* [Attività da svolgere]:
1/ Riproduci fedelmente il passo del testo su Stefano Parisi a partire da "Roma non è l’Italia, dicono" e proseguendo fino a "centro alle destre." incluso.
2/ Riprendi la stesura del testo su Stefano Parisi e l'area liberal-repubblicana, continuando dopo l'ultima frase riportata.

* [Segmento del documento]:
──────

Roma non è l’Italia, dicono in tanti. Ma scendendo nel merito di direttrici, marce di avvicinamento al primo step e tratturi da trasformare in autostrade, ecco che la parabola di Stefano Parisi nel campo dei cosiddetti Lib-Pop ha tutte le premesse per essere sostanzialmente diversa da quella di Guido Bertolaso in occasione delle amministrative romane, quando fu lanciato come un federatore e finì invece per essere la prima pietra di una slavina caduta sull’intera area che va dal centro alle destre.

In primis l’esigenza di costruire, anche in Italia, un’area liberal-repubblicana dignitosa e strutturata, così come avviene negli altri paesi. Che sia capace, al di là di leader e contingenze, di elaborare una prospettiva, organica e duratura, per quei cittadini che credono nell’alternanza di governo e che abbia nelle sue corde il macro tema della formazione. Piazza del Gesù e Botteghe Oscure sono state nella storia della politica italiana due formidabili esempi di scuole, con ovvie differenze circa percorsi e strategie. Un passaggio che è clamorosamente mancato nel campo del cosiddetto centrodestra, nonostante spunti e sbocchi analitici non manchino, come dimostra l’apporto tematico ad esempio dell’Istituto Bruno Leoni. E’però mancata la capacità di aggregare la figura del daskalos a quella dell’alunno, con il risultato che se nel Pd la cosiddetta “cantera” ha prodotto una serie di esponenti 45enni dell’attuale classe dirigente (Andrea Orlando, Maurizio Martina, Marco Meloni, Simona Bonafè) nel centrodestra no, tranne pochissime eccezioni. Il background di Parisi potrebbe essergli utile per aprire le porte ad un rinnovamento che passi innanzitutto dalla selezione qualitativa della classe dirigente, una fase che le imprese private dedite al business (e non ai poltronifici) conoscono molto bene.

In secondo luogo la possibilità di sbloccare risorse e denari (per progetti che portino occupazione e quindi profitti) con una sventagliata di riforme, coraggiose e decisive. Per cui no alla logica da “partita di giro”, come proroghe o mini interventi che incidono sul breve-medio periodo, ma vere e proprie svolte per immaginare l’Italia del 2030. Il riferimento è ad una seria e ragionata riforma della giustizia che abbatta i tempi nel campo civile, amministrativo e nelle cause di lavoro. Un passaggio decisivo se si intende giocare la carta degli investimenti stranieri, che invece ad oggi fuggono a gambe levate dall’Italia per i tempi biblici della giustizia italiana. Non un capriccio o la voglia di arrivare ad uno scontro ideologico tra fazioni, tutt’altro: la volontà di armonizzare e modernizzare la pachidermica macchina della giustizia biancarossaeverde con il contributo di tutti, tecnici ed addetti ai lavori. Ma con l’obiettivo imprescindibile di arrivare senza se e senza ma ad un radicale cambiamento che porti un plus al paese. Capitolo privatizzazioni: la cessione delle utilities non deve servire solo a fare cassa in vista di una legge di stabilità con l’acqua alla gola, ma deve essere parte di un arioso progetto di concorrenza e di offerta che porti miglioramenti alla collettività senza svendere asset strategici.

──────

* [Materiale fornito]:
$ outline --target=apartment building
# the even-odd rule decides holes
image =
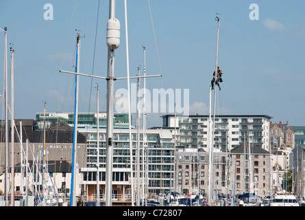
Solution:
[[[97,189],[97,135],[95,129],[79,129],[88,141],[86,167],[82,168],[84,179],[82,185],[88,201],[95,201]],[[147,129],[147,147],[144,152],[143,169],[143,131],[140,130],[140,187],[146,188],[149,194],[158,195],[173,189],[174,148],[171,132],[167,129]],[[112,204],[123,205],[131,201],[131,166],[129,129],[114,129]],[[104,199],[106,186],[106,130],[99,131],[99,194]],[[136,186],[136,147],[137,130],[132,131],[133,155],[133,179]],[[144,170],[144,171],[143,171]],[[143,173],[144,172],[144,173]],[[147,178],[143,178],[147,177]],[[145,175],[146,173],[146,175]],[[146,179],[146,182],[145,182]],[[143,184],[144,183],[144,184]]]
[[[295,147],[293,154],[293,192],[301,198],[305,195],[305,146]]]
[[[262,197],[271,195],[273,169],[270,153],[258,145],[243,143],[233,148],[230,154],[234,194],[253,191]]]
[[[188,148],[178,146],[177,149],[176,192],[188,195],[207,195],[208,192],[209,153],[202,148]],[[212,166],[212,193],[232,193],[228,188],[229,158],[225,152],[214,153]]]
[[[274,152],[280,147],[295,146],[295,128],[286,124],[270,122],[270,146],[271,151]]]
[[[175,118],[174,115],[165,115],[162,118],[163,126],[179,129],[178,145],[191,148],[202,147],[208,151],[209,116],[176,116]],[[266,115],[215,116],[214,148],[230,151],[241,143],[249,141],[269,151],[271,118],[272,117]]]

──────

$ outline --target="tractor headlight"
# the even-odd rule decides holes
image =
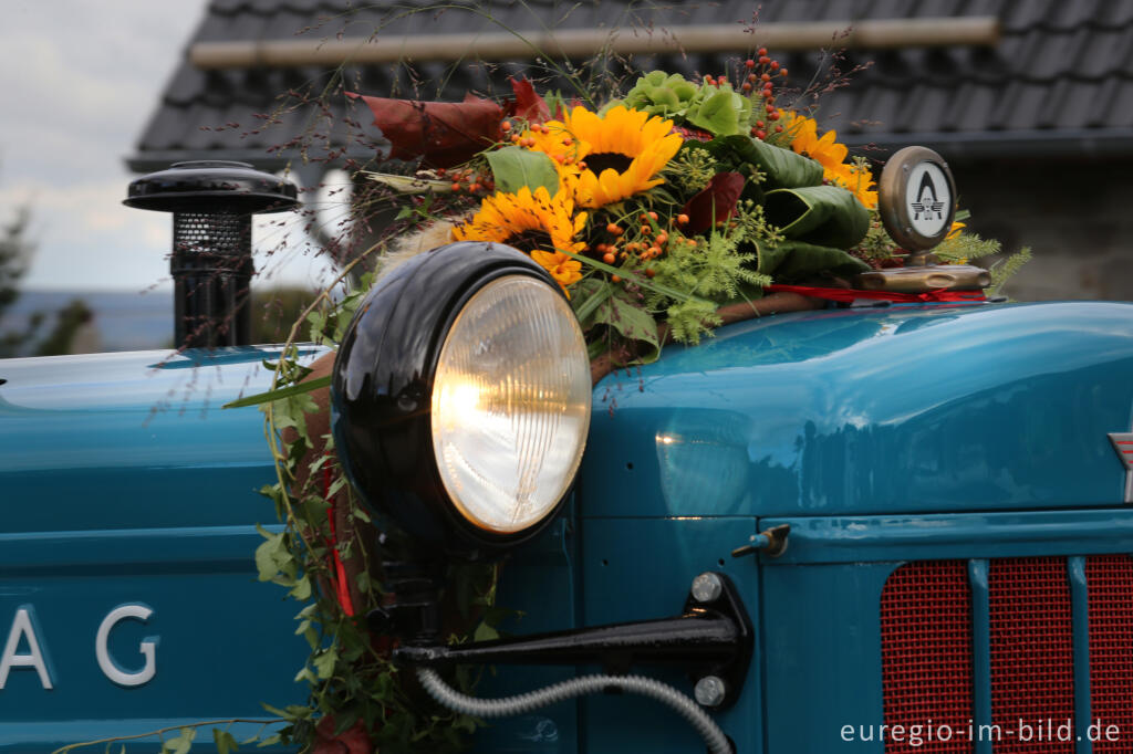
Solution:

──────

* [Risposte per attività]:
1/
Roma non è l’Italia, dicono in tanti. Ma scendendo nel merito di direttrici, marce di avvicinamento al primo step e tratturi da trasformare in autostrade, ecco che la parabola di Stefano Parisi nel campo dei cosiddetti Lib-Pop ha tutte le premesse per essere sostanzialmente diversa da quella di Guido Bertolaso in occasione delle amministrative romane, quando fu lanciato come un federatore e finì invece per essere la prima pietra di una slavina caduta sull’intera area che va dal centro alle destre.

2/
In terzo luogo il grande tema delle tasse e della spesa pubblica. Uno dei principali foraggiatori del buco nero – anzi nerissimo – nei conti italiani si ritrova alla voce regioni e non per i trasferimenti di fondi per cantieri e lavori pubblici, investimenti o formazione: ma per le spese legate alla sanità e ai costi burocratici. Lo slogan che una prestazione non ha lo stesso costo a Reggio Calabria e a Verona merita però, dopo la certificazione, anche un’azione decisa e che vada a rompere il cerchio di interessi che stanno continuando a zavorrare le casse dello Stato, tramite appunto il clientelismo regionale. Si tratta di un altro passaggio che sottrae risorse per infrastrutture, formazione, università e modernizzazione in chiave competitiva per gettare soldi in un pozzo senza fondo.

Inoltre occorrerà legare il tema della riduzione delle tasse (costo del lavoro, partite iva e imprese) a progetti che vadano al di là dei finanziamenti a pioggia per mille start-up di cui nessuno conosce il destino 12 mesi dopo. Ma armonizzare fiches e cavalli su cui puntare quei talenti. Lo spreco rappresenta in sé un doppio danno: si perde una risorsa e non la si investe su chi invece potrebbe raddoppiare quell’investimento iniziale.